What you will do
Count the lines of the listing below that contain the string "arch", treating uppercase and lowercase as different. Reply with the number alone.

— begin Information supplied —

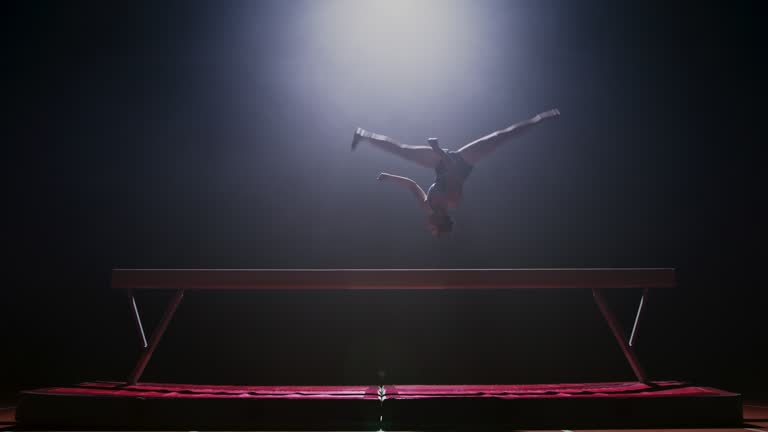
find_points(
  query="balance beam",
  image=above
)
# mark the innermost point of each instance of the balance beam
(595, 279)
(418, 279)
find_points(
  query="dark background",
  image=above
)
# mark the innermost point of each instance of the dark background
(216, 135)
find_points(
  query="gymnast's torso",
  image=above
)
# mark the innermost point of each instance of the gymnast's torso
(450, 174)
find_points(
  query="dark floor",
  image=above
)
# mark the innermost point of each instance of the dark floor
(755, 416)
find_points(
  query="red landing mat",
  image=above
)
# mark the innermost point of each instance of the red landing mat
(562, 406)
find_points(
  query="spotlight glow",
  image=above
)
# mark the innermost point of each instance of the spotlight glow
(394, 43)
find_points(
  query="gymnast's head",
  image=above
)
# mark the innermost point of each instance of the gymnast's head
(440, 223)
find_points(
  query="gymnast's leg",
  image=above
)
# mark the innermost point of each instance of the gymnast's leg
(480, 148)
(421, 155)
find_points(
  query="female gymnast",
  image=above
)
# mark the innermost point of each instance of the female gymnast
(451, 167)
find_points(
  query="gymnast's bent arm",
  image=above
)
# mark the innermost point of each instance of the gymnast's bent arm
(409, 184)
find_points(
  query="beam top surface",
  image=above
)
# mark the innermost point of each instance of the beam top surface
(403, 279)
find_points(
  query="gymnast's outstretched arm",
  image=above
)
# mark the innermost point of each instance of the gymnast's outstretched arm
(409, 184)
(421, 155)
(480, 148)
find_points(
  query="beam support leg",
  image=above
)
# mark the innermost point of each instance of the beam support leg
(640, 309)
(613, 323)
(157, 334)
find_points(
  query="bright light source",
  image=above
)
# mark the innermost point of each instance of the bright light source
(394, 43)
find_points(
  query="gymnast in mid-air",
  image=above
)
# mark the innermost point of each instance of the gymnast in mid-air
(451, 167)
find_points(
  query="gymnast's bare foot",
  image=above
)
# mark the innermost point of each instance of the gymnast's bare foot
(360, 133)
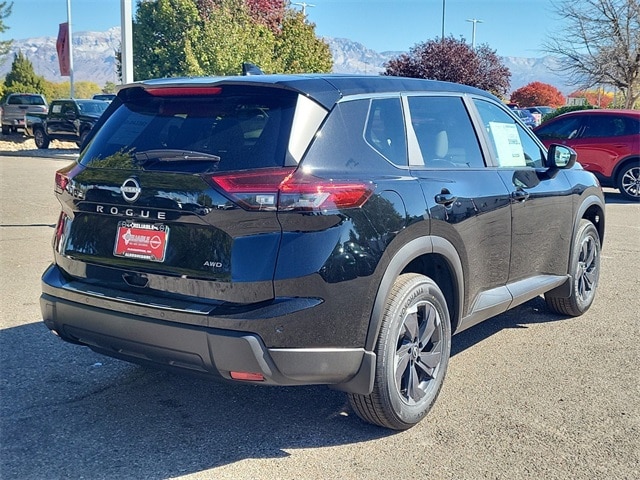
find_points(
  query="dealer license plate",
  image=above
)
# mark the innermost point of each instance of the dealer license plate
(141, 240)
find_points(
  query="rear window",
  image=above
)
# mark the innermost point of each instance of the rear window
(236, 127)
(26, 100)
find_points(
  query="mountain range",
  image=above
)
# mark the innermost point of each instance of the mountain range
(94, 60)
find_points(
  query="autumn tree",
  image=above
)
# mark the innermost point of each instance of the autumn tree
(23, 78)
(597, 98)
(453, 60)
(538, 93)
(599, 44)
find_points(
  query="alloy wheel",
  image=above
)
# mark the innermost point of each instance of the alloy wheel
(419, 352)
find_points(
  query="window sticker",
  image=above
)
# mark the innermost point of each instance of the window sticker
(508, 144)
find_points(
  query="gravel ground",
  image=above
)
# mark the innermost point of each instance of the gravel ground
(18, 142)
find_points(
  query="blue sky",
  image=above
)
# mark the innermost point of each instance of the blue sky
(511, 27)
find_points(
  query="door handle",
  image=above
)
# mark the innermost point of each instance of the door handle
(445, 198)
(519, 195)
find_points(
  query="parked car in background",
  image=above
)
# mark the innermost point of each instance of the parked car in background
(106, 97)
(68, 119)
(607, 143)
(314, 229)
(526, 117)
(16, 106)
(539, 112)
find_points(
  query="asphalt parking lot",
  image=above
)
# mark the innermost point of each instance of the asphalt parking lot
(529, 394)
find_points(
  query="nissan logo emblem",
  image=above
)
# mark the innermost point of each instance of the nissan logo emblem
(130, 190)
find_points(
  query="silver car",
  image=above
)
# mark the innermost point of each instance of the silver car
(17, 106)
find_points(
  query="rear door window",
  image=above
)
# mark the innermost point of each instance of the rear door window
(600, 126)
(561, 129)
(384, 130)
(444, 133)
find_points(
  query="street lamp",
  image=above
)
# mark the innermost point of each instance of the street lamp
(443, 9)
(473, 32)
(304, 6)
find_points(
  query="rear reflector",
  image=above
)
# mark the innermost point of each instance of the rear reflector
(253, 377)
(287, 189)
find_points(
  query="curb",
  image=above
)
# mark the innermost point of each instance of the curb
(61, 154)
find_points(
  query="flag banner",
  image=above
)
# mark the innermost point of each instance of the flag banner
(63, 45)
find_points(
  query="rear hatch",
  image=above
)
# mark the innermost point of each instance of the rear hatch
(176, 194)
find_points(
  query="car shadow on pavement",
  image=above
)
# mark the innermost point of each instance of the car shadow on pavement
(68, 412)
(613, 196)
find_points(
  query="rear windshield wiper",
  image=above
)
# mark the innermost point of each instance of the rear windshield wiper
(165, 155)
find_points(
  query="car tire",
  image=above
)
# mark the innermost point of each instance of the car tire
(40, 138)
(412, 354)
(585, 272)
(629, 180)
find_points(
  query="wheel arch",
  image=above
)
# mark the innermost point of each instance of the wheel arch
(432, 256)
(621, 165)
(592, 209)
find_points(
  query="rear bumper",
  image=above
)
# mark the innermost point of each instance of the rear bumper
(192, 346)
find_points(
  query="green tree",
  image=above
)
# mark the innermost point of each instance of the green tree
(161, 32)
(298, 50)
(453, 60)
(538, 93)
(599, 44)
(109, 87)
(5, 11)
(227, 39)
(214, 37)
(22, 77)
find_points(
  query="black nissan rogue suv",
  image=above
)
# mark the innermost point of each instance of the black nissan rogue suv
(314, 229)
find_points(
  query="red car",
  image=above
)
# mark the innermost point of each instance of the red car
(607, 142)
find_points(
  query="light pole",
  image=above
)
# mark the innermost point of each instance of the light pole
(304, 6)
(443, 10)
(473, 32)
(71, 92)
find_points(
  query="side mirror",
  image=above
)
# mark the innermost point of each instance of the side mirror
(561, 156)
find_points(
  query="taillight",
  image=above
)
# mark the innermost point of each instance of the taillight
(62, 180)
(183, 91)
(65, 175)
(288, 189)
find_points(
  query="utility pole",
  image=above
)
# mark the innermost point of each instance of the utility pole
(473, 32)
(70, 49)
(304, 6)
(126, 52)
(443, 10)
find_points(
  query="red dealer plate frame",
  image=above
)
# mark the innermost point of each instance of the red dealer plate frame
(144, 241)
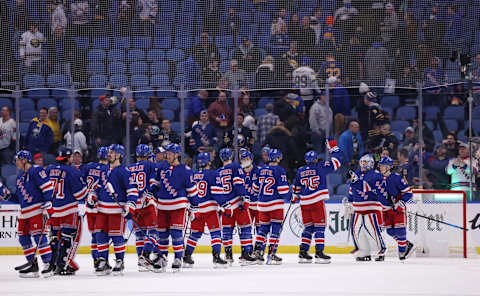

— end Information supplied —

The response
2